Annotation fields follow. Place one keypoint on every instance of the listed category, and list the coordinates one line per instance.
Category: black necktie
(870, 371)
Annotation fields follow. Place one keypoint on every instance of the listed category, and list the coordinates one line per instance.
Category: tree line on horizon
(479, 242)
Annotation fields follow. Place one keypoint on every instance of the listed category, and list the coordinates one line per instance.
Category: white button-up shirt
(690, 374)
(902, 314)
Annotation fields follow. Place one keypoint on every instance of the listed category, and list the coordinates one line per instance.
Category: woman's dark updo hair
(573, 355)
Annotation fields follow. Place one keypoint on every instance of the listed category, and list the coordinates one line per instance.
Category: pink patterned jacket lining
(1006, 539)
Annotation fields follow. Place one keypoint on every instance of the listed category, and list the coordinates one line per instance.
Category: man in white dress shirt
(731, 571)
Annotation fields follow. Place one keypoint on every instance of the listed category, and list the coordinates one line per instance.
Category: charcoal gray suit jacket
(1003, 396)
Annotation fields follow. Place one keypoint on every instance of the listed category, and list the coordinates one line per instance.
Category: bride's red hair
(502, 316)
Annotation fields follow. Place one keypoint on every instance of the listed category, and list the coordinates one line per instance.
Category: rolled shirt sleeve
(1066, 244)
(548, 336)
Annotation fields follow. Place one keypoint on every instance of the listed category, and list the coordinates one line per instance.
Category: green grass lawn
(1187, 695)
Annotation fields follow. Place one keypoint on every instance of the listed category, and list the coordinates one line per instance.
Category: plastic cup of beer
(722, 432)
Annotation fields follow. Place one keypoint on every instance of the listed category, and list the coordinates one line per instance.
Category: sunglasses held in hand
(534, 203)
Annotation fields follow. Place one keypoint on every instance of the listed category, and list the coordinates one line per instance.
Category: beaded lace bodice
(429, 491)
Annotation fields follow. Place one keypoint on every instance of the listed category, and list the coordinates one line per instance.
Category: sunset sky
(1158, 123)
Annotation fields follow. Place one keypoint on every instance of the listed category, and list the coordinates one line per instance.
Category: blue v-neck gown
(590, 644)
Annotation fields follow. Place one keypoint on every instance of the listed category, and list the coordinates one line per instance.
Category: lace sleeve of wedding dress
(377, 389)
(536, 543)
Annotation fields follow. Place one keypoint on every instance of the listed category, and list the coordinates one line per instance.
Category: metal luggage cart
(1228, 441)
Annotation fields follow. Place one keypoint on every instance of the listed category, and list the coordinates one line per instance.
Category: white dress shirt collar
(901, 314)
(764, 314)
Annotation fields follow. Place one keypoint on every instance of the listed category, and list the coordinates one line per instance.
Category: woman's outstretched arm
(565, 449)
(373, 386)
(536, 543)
==========
- [PROBLEM REQUIREMENTS] From the entries above, select and copy each line that contains the string "woman". Case counts.

- [FULL RESPONSE]
Category: woman's dark updo hair
Category: woman's outstretched arm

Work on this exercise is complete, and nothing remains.